| Do this |
Pull out every line of the material below that contains the word "parsley", and copy each of those lines in full.

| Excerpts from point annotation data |
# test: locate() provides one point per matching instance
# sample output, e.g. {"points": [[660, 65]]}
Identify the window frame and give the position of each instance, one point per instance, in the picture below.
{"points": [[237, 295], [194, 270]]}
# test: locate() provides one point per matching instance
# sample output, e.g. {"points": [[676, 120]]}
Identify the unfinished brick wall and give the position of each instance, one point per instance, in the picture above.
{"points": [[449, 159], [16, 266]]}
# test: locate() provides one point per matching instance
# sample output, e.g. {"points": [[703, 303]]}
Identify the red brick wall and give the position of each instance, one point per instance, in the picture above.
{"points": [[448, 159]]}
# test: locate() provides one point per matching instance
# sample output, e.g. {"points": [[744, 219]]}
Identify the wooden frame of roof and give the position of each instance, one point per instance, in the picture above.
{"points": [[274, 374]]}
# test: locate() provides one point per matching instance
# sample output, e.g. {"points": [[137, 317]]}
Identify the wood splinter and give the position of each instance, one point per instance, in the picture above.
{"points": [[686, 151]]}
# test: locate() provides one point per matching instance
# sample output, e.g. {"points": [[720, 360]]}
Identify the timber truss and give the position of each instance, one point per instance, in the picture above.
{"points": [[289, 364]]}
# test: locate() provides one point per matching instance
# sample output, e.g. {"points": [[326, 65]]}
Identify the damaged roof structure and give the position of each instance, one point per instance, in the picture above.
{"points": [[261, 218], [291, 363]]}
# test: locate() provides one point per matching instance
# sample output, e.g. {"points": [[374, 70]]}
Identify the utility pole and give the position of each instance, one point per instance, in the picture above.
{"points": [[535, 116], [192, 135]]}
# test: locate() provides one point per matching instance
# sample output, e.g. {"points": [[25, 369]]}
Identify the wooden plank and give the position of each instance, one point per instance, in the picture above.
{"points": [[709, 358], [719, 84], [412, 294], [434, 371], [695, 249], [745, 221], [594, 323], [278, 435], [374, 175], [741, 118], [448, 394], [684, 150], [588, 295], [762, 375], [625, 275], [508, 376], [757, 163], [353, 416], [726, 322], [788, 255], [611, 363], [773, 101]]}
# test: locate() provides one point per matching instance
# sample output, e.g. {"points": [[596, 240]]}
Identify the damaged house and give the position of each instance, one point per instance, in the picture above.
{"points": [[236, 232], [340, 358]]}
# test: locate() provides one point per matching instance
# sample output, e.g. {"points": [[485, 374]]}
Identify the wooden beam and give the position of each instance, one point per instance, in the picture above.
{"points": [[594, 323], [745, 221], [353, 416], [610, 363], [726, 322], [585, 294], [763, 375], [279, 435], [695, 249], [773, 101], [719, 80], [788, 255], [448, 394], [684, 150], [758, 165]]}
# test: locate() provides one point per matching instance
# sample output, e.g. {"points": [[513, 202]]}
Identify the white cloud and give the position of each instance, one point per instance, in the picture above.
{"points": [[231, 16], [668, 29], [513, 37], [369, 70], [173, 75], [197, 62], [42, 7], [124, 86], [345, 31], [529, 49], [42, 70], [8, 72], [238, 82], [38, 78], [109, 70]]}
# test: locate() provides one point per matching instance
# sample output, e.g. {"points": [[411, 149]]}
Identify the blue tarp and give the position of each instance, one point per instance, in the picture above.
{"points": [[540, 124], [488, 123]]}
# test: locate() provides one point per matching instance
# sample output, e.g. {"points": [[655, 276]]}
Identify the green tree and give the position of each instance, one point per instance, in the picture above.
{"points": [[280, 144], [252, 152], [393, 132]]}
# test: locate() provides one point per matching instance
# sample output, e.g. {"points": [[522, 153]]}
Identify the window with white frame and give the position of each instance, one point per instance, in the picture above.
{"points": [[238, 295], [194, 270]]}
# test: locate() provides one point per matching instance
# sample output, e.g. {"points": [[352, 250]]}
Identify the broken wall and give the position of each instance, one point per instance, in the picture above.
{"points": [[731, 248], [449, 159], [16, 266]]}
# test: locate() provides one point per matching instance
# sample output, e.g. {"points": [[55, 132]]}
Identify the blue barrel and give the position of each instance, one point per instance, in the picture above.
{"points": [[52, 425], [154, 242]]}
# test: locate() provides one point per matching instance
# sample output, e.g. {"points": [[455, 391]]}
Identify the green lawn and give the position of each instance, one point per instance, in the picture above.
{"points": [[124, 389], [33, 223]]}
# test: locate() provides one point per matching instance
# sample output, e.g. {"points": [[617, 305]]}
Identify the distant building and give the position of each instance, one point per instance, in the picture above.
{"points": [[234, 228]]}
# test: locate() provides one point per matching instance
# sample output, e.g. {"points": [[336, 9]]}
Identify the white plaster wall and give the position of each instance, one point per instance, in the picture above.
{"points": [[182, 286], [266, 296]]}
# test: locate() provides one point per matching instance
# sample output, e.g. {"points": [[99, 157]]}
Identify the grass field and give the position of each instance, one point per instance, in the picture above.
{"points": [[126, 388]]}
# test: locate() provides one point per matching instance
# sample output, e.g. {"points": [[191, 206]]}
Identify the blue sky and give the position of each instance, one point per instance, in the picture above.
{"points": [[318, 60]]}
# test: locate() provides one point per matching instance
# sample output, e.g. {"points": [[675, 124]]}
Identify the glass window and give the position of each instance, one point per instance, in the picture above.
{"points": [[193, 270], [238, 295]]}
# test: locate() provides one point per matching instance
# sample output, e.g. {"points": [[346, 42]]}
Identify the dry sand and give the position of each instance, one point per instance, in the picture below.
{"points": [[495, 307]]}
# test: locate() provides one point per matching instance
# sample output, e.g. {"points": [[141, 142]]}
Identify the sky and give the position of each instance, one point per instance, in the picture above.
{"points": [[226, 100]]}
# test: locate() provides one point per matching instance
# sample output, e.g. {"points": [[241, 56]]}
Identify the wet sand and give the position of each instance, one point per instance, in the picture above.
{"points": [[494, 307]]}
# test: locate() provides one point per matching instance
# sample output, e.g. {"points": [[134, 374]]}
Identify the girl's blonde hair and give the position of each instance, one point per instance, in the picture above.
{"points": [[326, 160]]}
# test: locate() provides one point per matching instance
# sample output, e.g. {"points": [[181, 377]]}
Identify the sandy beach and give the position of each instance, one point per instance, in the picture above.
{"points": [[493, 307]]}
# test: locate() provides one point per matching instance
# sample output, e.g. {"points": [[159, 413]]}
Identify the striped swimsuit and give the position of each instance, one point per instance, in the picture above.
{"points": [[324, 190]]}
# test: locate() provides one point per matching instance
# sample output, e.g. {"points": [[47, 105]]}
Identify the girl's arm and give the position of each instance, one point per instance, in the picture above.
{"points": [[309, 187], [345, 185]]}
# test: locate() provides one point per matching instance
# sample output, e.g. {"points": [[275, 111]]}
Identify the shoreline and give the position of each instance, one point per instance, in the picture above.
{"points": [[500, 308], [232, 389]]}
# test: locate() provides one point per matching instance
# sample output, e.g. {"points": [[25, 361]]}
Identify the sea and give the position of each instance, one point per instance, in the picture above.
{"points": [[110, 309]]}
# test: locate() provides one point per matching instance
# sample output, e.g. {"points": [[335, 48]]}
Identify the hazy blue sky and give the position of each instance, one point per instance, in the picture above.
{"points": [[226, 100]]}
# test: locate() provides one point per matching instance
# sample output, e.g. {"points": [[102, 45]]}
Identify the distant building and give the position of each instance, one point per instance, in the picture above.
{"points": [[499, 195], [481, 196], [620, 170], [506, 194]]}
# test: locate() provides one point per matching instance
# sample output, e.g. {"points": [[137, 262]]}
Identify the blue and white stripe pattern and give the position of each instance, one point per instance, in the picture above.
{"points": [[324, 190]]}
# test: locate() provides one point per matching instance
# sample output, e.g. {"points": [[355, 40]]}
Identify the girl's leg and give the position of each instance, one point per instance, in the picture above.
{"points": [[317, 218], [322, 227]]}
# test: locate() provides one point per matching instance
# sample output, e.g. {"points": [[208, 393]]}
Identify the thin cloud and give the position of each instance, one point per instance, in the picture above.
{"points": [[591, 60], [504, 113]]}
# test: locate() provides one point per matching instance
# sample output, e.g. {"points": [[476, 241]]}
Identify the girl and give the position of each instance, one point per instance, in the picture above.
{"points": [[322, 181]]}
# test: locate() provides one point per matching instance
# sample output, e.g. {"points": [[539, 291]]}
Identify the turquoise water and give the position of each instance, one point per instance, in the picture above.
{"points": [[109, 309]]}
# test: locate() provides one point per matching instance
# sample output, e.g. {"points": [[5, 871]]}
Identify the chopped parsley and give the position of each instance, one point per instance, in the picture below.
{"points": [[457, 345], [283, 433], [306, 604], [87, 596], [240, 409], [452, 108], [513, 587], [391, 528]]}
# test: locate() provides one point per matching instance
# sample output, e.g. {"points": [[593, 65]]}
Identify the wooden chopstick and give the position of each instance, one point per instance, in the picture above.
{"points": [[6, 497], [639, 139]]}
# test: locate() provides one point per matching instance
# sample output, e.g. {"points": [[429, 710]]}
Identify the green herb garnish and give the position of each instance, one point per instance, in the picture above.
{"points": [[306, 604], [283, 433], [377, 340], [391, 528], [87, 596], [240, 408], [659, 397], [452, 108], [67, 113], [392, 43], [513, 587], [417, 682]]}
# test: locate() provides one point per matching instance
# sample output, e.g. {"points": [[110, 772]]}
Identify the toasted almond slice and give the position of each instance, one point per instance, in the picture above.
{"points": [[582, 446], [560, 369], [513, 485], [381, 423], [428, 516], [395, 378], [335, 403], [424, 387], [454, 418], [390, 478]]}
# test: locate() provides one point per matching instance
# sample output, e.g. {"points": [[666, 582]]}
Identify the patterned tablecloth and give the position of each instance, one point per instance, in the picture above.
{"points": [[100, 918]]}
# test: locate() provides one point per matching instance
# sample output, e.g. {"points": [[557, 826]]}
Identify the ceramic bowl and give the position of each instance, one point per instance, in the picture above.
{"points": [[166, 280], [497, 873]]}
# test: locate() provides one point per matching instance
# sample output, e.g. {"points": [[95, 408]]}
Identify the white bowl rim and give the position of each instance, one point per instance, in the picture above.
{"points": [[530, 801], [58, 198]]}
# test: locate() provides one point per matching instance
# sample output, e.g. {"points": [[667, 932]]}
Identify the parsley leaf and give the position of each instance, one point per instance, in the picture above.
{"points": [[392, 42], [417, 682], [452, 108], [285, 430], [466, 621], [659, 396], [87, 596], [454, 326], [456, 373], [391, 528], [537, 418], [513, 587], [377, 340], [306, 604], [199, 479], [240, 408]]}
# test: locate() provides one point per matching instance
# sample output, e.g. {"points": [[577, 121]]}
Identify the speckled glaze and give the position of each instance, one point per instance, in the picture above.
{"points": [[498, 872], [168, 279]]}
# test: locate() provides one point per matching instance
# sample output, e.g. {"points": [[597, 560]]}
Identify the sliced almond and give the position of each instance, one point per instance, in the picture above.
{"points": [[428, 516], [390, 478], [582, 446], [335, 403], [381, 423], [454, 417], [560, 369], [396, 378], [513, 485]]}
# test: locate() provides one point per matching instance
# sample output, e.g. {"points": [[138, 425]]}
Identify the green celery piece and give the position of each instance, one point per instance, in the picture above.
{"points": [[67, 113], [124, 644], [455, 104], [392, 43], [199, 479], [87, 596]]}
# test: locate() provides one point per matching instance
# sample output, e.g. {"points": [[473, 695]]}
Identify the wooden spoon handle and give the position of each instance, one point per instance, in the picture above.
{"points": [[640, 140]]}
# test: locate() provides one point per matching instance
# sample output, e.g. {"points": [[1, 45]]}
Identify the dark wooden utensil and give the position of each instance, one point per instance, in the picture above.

| Finished exercise |
Identify the chopped parsley and give the position of each instance, one point per instance, in the picture below.
Identify the parsley leaf and give the position of each instance, one point per instance, in the picture above.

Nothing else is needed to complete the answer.